_The task:_ Reproduce the records below line for line, with the pictures left out.

(Records of point placements)
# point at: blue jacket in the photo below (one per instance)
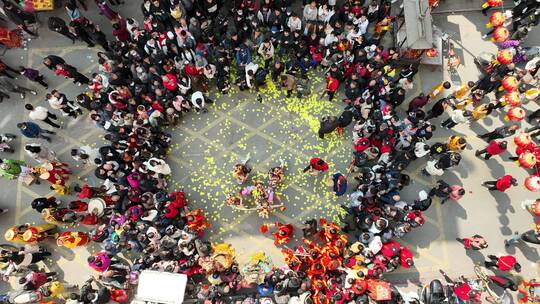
(243, 56)
(32, 130)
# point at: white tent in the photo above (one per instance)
(160, 287)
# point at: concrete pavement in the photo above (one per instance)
(208, 145)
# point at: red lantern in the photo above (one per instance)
(432, 52)
(513, 99)
(515, 114)
(532, 183)
(496, 19)
(501, 34)
(522, 139)
(505, 56)
(509, 83)
(535, 207)
(532, 94)
(494, 3)
(527, 160)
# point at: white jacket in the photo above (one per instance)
(39, 113)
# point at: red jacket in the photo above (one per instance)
(171, 84)
(494, 148)
(390, 249)
(506, 262)
(332, 84)
(406, 257)
(504, 183)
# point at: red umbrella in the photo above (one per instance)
(505, 56)
(496, 19)
(501, 34)
(462, 291)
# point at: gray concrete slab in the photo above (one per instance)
(208, 145)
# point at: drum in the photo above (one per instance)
(97, 204)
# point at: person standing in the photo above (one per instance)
(42, 114)
(81, 33)
(438, 108)
(59, 101)
(503, 263)
(33, 75)
(10, 168)
(456, 192)
(494, 148)
(502, 184)
(32, 130)
(332, 84)
(441, 190)
(266, 50)
(439, 90)
(59, 26)
(456, 117)
(52, 61)
(316, 165)
(476, 242)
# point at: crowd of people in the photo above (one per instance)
(159, 69)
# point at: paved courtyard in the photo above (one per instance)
(207, 146)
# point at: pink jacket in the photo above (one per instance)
(454, 195)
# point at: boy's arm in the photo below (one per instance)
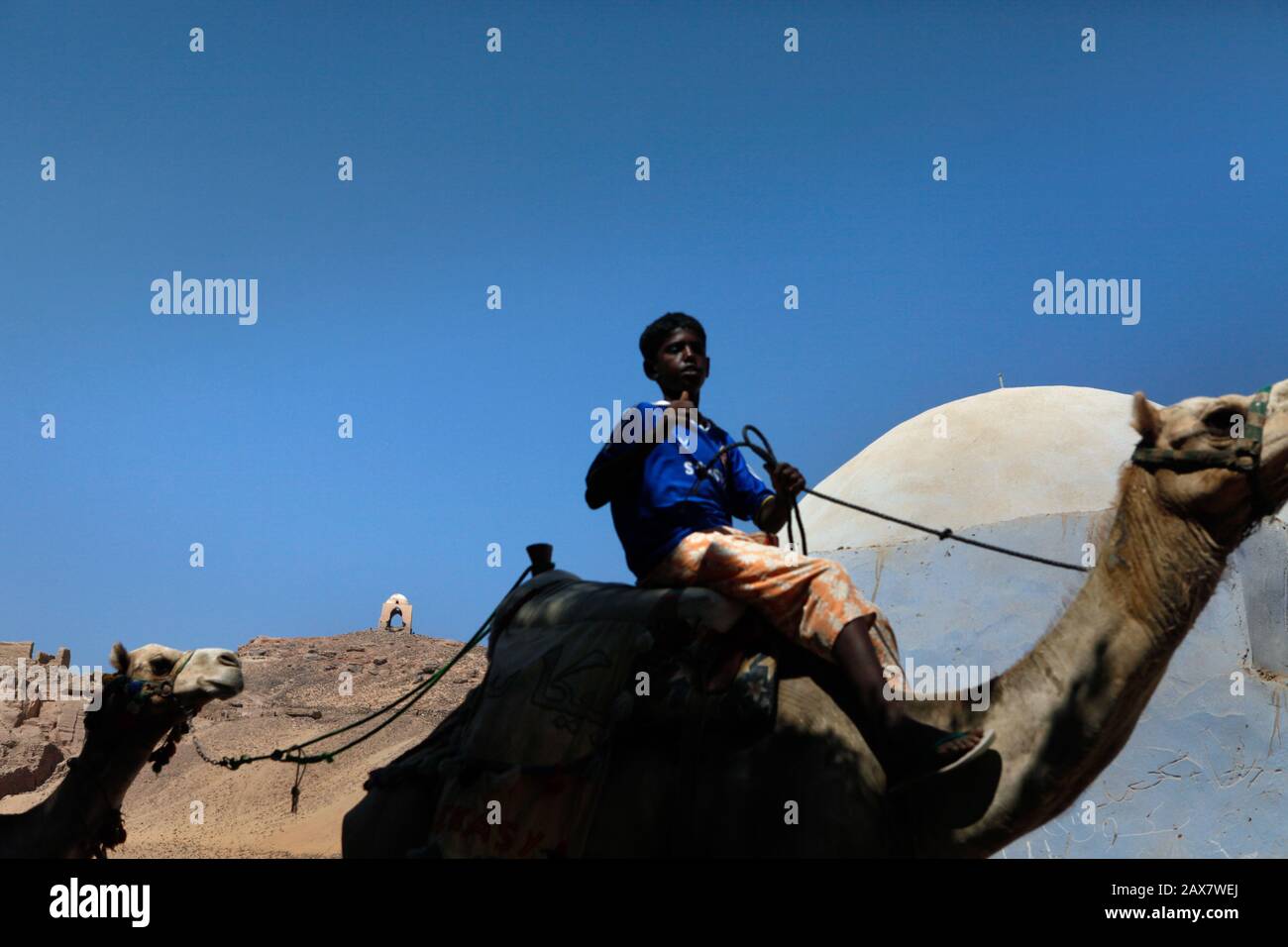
(614, 466)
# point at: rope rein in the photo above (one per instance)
(767, 454)
(295, 754)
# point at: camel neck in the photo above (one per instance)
(88, 801)
(1068, 707)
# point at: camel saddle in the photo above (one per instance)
(575, 665)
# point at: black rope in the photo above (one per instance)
(767, 455)
(294, 754)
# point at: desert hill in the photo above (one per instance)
(292, 693)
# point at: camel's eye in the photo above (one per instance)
(1224, 421)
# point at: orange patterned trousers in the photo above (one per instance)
(805, 598)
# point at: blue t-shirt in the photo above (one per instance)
(669, 500)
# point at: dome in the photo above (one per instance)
(1001, 455)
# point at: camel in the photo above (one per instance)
(151, 697)
(1061, 712)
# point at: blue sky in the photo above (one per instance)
(518, 169)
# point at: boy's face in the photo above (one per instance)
(682, 364)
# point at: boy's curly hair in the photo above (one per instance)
(660, 329)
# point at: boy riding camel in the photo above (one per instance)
(675, 525)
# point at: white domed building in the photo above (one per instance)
(1033, 470)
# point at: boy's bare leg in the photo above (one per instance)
(901, 744)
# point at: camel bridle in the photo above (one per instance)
(1243, 455)
(138, 690)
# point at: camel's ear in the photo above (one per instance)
(120, 657)
(1145, 419)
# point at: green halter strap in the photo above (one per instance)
(1244, 455)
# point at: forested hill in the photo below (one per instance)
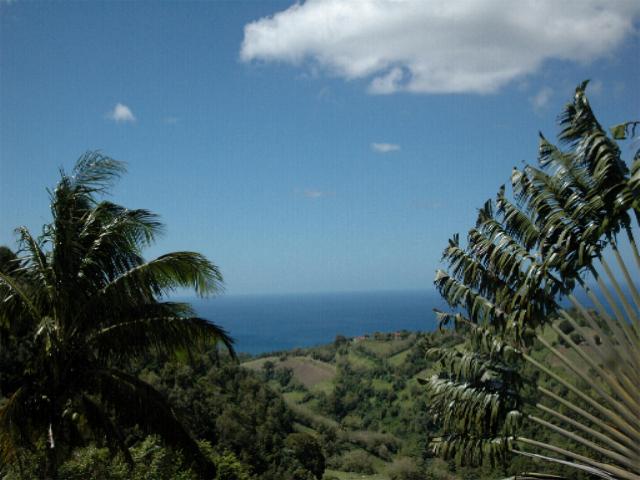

_The result:_
# point at: blue jacket in the photo below (one per instance)
(243, 56)
(32, 130)
# point at: white tent in the photo above (one per instance)
(160, 287)
# point at: concrete pavement in the photo above (one per instance)
(208, 145)
# point at: red lantern in the photo above (one per instance)
(432, 52)
(513, 99)
(515, 114)
(532, 183)
(496, 19)
(501, 34)
(522, 139)
(505, 56)
(509, 83)
(535, 207)
(532, 94)
(494, 3)
(527, 160)
# point at: white jacket in the photo above (one per instance)
(39, 113)
# point at: red jacket in the photo above (one per instance)
(171, 84)
(494, 148)
(390, 249)
(506, 262)
(332, 84)
(406, 257)
(504, 183)
# point at: red umbrella in the photo above (one per instance)
(505, 56)
(496, 19)
(501, 34)
(462, 291)
# point at: gray concrete slab in the photo above (one per instance)
(208, 145)
# point at: drum in the photo above (one per instance)
(97, 204)
# point at: person standing in the photo above (one per instance)
(42, 114)
(81, 33)
(438, 108)
(59, 101)
(503, 263)
(33, 75)
(10, 168)
(456, 192)
(494, 148)
(502, 184)
(32, 130)
(332, 84)
(441, 190)
(266, 50)
(439, 90)
(59, 26)
(456, 117)
(52, 61)
(316, 165)
(476, 242)
# point at: crowd of people in the photo above (one per instance)
(159, 69)
# point at: paved courtyard in the photo above (one per instance)
(207, 146)
# point at: pink jacket in the photo above (one per instance)
(454, 195)
# point at: boy's arm in the photo below (one per instance)
(614, 466)
# point at: rope rein in the photo above (one per instance)
(767, 454)
(295, 754)
# point at: camel neck in the photo above (one per instance)
(88, 801)
(1068, 707)
# point at: camel saddle in the photo above (one per instance)
(575, 665)
# point at: black rope in the photo above (one per instance)
(767, 455)
(294, 754)
# point at: desert hill in the photo above (one per instance)
(292, 693)
# point at: camel's eye in the photo above (one per instance)
(1224, 421)
# point at: orange patterned trousers in the photo above (one per instance)
(805, 598)
# point at: blue t-shirt in the photo above (one per instance)
(669, 500)
# point at: dome in the photo above (one per instance)
(1001, 455)
# point at: camel in the photo above (one per instance)
(151, 697)
(1061, 712)
# point at: blue sky in the photo above (one per instance)
(518, 169)
# point at: boy's face in the photo above (one per instance)
(682, 364)
# point at: boy's curly hair in the photo above (one per instance)
(660, 329)
# point at: boy riding camel in the photo above (one per instance)
(675, 525)
# point at: white domed building in the photo above (one per instance)
(1033, 470)
# point at: boy's bare leg in the photo above (one per instance)
(901, 744)
# point at: camel bridle in the photo above (one per instance)
(1243, 455)
(138, 690)
# point at: camel's ear in the photo above (one per instance)
(120, 657)
(1145, 419)
# point at: green halter strap in the photo above (one per instance)
(1244, 455)
# point at: forested hill in the photo below (one per instance)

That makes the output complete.